(TRECHO DO DOCUMENTO)
Depois do Fim do Mundo

A Estrada e O Livro de Eli

De tempos em tempos, por razões nunca bem explicadas, alguns filmes começam a abordar temas semelhantes, e a bola da vez, parece, é o fim do mundo. De novo.
No ano passado fomos inundados com as baboseiras apocalípticas de 2012, o horrendo filme de Roland Emmerich. Este ano, as coisas estão um pouco melhores. Por enquanto.
Dois filmes chegaram recentemente ao Brasil: O Livro de Eli (Columbia/ Sony), que estreou em março; e A Estrada (Paris Filmes), em abril. Mas não se preocupem, porque nenhum dos dois mostra as ondas e terremotos avassaladores de 2012, mesmo porque focam sua atenção no período posterior à desgraça que se abateu sobre o planeta.

(TAREFA PROPOSTA A) Reproduza fielmente, do texto sobre filmes do fim do mundo, tudo desde "De tempos em" até "mundo. De novo.".
(TAREFA PROPOSTA B) Escreva a continuação do texto sobre filmes do fim do mundo, começando logo após a última frase apresentada.
Os dados apresentados a seguir não são necessários.

(SEGMENTO DE DADOS)
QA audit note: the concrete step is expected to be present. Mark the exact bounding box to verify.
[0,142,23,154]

(RESPOSTA CORRETA A)
De tempos em tempos, por razões nunca bem explicadas, alguns filmes começam a abordar temas semelhantes, e a bola da vez, parece, é o fim do mundo. De novo.

(RESPOSTA CORRETA B)
Trata-se de um tema frequente na literatura de ficção científica, e que já originou alguns bons e outros ótimos livros, como é o caso de Um Cântico Para Leibowitz (de Walter M. Miller Jr.), Eu Sou a Lenda (de Richard Matheson), Heróis e Bandidos (de Angela Carter), Memórias de Um Sobrevivente (de Doris Lessing), Oryx e Crake (de Margaret Atwood), O Palácio dos Pervertidos (de Tim Powers), e vamos ficar por aqui, pois a lista é grande.
No caso das duas estreias, apesar de alguns pontos em comum, os filmes são completamente diferentes. A começar pelos custos e expectativas. A Estrada custou quatro vezes menos do que O Livro de Eli, que traz o superastro Denzel Washington no papel principal. Na semana de estreia, Eli ficou em segundo lugar, atrás apenas de Avatar. Era para ser um blockbuster e, se não foi, chegou perto.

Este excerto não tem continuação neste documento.